#### Material shown

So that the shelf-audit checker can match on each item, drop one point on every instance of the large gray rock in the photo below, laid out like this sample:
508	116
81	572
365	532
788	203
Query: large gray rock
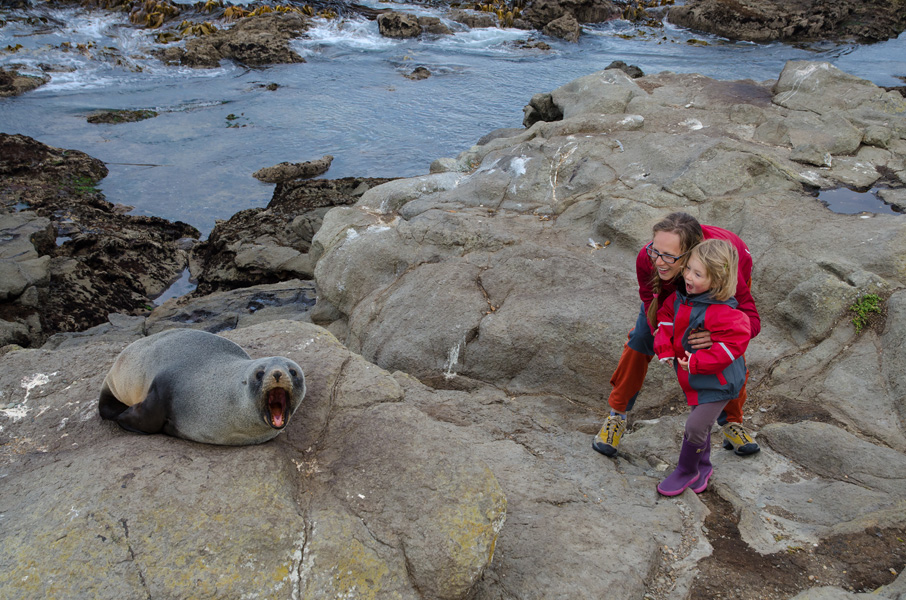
512	265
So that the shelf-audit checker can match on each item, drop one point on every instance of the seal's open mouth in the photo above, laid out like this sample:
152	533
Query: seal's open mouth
276	407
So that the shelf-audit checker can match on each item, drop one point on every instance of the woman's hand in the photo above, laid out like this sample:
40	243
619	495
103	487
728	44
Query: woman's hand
700	339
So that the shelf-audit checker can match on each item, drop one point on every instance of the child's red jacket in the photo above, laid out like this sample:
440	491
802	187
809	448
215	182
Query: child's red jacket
719	372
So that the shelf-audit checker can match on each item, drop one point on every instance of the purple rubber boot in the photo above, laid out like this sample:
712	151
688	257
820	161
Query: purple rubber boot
704	469
686	471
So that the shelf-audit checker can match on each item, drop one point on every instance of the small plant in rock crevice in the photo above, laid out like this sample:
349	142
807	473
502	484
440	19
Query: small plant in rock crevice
862	309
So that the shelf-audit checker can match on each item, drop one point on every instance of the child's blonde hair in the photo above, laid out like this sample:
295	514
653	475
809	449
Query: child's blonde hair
721	263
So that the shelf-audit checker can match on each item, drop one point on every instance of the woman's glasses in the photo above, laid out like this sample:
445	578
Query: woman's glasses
667	258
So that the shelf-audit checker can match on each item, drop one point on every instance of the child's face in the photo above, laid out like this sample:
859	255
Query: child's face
696	276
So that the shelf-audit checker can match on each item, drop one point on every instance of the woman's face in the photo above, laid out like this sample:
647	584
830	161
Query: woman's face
667	242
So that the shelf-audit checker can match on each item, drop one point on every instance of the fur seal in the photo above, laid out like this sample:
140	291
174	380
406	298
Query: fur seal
202	387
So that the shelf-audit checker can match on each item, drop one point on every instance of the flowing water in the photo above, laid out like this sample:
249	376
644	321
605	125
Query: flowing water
350	99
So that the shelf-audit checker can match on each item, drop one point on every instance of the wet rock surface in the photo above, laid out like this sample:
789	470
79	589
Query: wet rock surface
798	21
257	41
72	257
258	246
14	84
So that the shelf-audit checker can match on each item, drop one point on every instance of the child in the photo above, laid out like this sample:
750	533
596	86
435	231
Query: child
710	378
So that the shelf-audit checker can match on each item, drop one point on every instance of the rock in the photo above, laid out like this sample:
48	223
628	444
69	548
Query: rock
243	307
288	171
773	20
498	243
12	83
474	19
255	41
541	108
565	27
121	116
418	74
264	246
399	25
541	12
433	25
13	333
110	262
275	519
631	70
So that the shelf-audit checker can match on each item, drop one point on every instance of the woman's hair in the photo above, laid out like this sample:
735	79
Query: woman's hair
690	233
721	263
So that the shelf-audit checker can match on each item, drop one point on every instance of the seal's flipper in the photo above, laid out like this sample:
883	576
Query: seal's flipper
109	406
149	415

########

#### [Stated task]
Every record above should come back exactly, but without its pictures.

#### [Task response]
So that the shelf-audit checker can match on each item, drop one point on every instance of the large gray rock in the photo below, laid out like this sample:
508	116
81	572
365	532
788	203
Query: large gray rock
512	265
So that the shelf-audit checker can match on each item, drop one point on every instance of the seal's open mouth in the photo above, laid out like this sample:
152	533
Query: seal's open mouth
276	407
So that the shelf-audit checker can match on each item, drop one point on every instance of the woman's hand in the photo above, laid out like this sample:
40	243
619	495
103	487
728	44
Query: woman's hand
700	339
So that the shelf-audit checker can match on each item, drop one point on every instance of the child's red jacket in the photo above, laid out like this sample:
440	491
802	187
809	448
215	182
Query: child's red jacket
719	372
So that the shelf-audit checker can match on each item, drop one point on every instance of the purple rubber boot in the photo above, laid out like this sample:
712	151
688	257
820	161
Query: purple rubber boot
704	469
686	471
So that the shelf-audit checker can match on each item, drop one point on every instance of the small plant in rock crevice in the photo above, laid out like this sample:
349	142
807	473
502	484
440	19
Query: small plant in rock crevice
862	309
So that the shelf-audit checker can match on each item, drop one point on every instance of the child's blonde hair in the photo above, laid out like this sample:
295	514
653	475
809	449
Query: child's blonde hair
721	263
So that the shelf-audit checker can match on each item, drop one point on every instance of the woman's glasses in the photo above, laid out like this sample:
445	578
Query: woman's glasses
667	258
So that the shelf-audit checker can match on each item, drop one point on every instance of the child's face in the photo above, laid out like this sample:
859	255
Query: child's face
696	276
So that the shelf-audit checker can match on each item, drop one point on every instance of the woman's face in the photo above, laid out like this sample:
647	584
830	161
Query: woman's face
667	242
So that the shelf-audit checker can match on each item, drop one point on every instance of the fur seal in the photo above, laid out like this sample:
140	291
174	380
406	298
Query: fur seal
202	387
So that the shelf-audit checker can match on each item, drop one point on every instance of the flowing water in the photo above, laid out like this sample:
249	376
644	321
605	125
Query: flowing water
350	99
So that the shelf-audit checker can match on each item, drop one point on every instance of the wet rock surface in the photo above, laid out like this sample:
789	470
79	589
Query: wet rock surface
798	21
257	41
72	257
258	246
14	84
So that the shelf-audit checker can match on each item, drop one point on every instance of the child in the photo above, laid out like this sample:
750	533
596	86
435	231
Query: child
710	378
So that the shelf-audit checker can match on each item, drop one point on every instance of the rock in the photo above, laid out like this sample:
48	223
628	444
69	548
Query: rock
243	307
288	171
773	20
498	243
12	83
474	19
255	41
541	108
565	27
121	116
418	74
264	246
399	25
541	12
433	25
13	333
110	262
275	519
631	70
So that the shelf-audit checker can match on each item, drop one point on every instance of the woman's hair in the photo above, laid out like this sample:
735	79
Query: woman's hair
690	233
721	263
So that the shelf-audit checker can match on each item, drop one point on every instance of the seal's flipper in the photo above, laid out like this sample:
883	576
Query: seal's flipper
109	406
149	415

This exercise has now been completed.